[Point annotation rows]

-=-=-=-=-

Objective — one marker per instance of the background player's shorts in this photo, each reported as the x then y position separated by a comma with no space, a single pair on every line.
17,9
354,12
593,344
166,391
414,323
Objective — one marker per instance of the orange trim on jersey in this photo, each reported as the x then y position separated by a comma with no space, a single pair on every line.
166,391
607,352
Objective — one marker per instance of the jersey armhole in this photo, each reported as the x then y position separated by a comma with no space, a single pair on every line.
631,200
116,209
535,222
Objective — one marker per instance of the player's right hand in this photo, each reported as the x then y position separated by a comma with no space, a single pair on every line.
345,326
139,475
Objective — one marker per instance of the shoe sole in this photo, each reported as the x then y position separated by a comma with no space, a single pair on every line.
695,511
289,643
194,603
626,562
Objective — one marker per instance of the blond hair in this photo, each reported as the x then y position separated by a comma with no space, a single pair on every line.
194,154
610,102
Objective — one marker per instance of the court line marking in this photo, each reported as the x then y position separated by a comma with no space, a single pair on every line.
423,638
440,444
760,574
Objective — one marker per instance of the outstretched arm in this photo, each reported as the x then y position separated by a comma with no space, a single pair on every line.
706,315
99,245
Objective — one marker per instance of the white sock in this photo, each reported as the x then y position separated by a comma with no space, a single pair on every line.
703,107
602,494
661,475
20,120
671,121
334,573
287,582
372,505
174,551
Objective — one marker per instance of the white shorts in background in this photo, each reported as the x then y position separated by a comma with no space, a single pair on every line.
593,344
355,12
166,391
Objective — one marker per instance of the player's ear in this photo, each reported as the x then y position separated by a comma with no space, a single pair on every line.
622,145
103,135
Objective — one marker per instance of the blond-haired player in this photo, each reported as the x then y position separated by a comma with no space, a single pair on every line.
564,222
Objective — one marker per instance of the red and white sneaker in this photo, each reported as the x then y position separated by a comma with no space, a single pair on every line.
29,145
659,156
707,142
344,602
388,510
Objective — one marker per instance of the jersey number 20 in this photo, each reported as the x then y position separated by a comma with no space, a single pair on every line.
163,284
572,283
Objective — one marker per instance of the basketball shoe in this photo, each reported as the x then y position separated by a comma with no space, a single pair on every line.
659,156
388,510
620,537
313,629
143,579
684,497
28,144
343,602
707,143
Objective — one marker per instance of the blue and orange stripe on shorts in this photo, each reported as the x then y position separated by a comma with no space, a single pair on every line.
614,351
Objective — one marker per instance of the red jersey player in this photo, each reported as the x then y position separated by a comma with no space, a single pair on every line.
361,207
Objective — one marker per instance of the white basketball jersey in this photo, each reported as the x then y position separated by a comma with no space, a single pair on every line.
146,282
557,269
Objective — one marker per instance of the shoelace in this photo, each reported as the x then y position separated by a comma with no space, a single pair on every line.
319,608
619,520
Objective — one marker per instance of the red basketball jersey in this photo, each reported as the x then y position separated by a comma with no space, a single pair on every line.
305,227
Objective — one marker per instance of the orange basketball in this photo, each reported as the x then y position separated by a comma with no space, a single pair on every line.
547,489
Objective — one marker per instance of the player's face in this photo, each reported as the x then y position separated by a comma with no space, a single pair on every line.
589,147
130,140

-=-=-=-=-

> _WRITTEN INSTRUCTION_
Rewrite the rows from the line containing "Objective — one marker per instance of the player's face" through the end, swapping "player's face" for "player's head" and leaving everything else unchanged.

> _OUTPUT OF THE TASK_
Objective — one marker per instance of the player's head in this photo, each reported as the x then y position separated by a comma with no space, a single pair on every line.
589,147
130,140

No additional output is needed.